Baker Mayfield hosts youth football camp in Mayfield Heights, teaches football safety

Posted at 8:57 PM, Jun 01, 2019
and last updated 2019-06-01 21:08:06-04

MAYFIELD HEIGHTS, Ohio — All weekend, youngsters aspiring to play football like Browns quarterback Baker Mayfield are learning the tricks of the trade through his youth football camp in Mayfield Heights.

The two-day inaugural Football ProCamp was held at Mayfield High School on June 1 and continues on June 2. The camp was open to boys and girls of all skills levels from grades first through eighth.

Each camper received a t-shirt, souvenir autograph and a team photo with Mayfield.

Mayfield directed the camp and was joined by college coaches from the area.

Aside from teaching tackles and fancy footwork, Mayfield and the coaches made sure the elementary and middle school athletes learned safety.

“We made sure they had their mouthpieces in and doing the right thing. You know, we’re playing touch football, so if it’s rough, I mean, I don’t think we’re doing it right," Mayfield said.

Also on the sidelines was University Hospital Sports Medicine Primary Doctor Rob Flannery, who gave parents, athletes and coaches a safety game plan focusing on concussion awareness.

“What we need to do is recognize the concussion, and get those kids out of the game," he said.

Flannery said diagnosing a concussion can be difficult because there are no neurological tests to detect one, so parents and coaches are left looking for symptoms.

If left untreated, Flannery said concussion can lead to memory loss and even depression.

Flannery said the warning should not scare families away from the field, but serve as a reminder to do their due diligence, reminding all athletes to go through a helmet fitting before running through plays.

“Over the last two years, the helmet manufacturers have really done a good job of using that research and getting the helmets to perform better in concussion testing and limiting the number of concussions," Flannery said.

Experts encourage limiting the amount of contact during play to minimize the threat of a concussion.

Flannery suggests having a baseline neurological test, that way if anything does happen, there's a point of reference for players who might get injured.

Pointing data for referring expressions:
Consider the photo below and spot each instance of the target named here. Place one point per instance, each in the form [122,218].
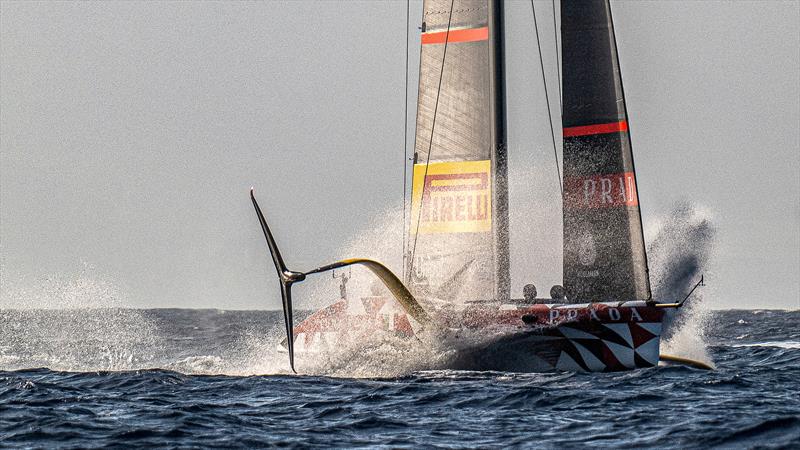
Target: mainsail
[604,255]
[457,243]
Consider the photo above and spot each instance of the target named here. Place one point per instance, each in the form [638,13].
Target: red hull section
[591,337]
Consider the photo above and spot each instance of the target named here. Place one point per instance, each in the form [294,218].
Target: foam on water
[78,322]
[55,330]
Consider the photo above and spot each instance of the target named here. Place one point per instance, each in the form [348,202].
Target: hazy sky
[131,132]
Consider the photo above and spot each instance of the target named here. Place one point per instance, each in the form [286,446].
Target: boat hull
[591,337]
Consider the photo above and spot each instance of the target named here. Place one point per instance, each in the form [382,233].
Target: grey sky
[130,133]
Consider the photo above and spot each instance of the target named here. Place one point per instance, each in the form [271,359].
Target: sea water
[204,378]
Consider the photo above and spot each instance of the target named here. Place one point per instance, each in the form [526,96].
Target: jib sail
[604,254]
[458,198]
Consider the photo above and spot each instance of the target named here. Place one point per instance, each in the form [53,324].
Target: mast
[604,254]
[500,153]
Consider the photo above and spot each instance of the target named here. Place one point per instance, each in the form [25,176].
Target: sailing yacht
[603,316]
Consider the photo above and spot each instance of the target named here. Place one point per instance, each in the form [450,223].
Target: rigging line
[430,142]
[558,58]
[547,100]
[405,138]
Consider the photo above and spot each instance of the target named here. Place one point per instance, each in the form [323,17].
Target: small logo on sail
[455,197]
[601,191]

* * *

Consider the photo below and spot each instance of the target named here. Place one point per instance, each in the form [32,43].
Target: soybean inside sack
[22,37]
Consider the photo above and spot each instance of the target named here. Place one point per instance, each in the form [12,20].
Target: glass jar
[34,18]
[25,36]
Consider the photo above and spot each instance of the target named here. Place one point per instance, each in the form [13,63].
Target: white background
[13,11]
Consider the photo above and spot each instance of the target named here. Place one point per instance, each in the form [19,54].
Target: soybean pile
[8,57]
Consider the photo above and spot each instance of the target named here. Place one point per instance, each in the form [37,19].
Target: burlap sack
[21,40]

==

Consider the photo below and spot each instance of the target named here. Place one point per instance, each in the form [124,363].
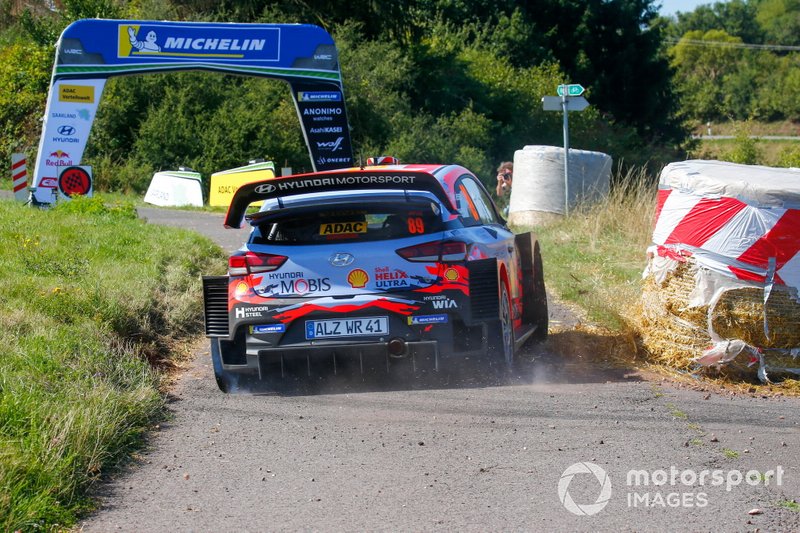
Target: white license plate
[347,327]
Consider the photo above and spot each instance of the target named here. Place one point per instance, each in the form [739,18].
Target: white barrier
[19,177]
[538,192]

Work required. Transcribe the passage of the article on Baker Mayfield's youth football camp that begins with the words "MAYFIELD HEIGHTS, Ohio" and ends with "photo with Mayfield.". You can ignore the items; they aren't needed.

Result.
MAYFIELD HEIGHTS, Ohio — All weekend, youngsters aspiring to play football like Browns quarterback Baker Mayfield are learning the tricks of the trade through his youth football camp in Mayfield Heights.

The two-day inaugural Football ProCamp was held at Mayfield High School on June 1 and continues on June 2. The camp was open to boys and girls of all skills levels from grades first through eighth.

Each camper received a t-shirt, souvenir autograph and a team photo with Mayfield.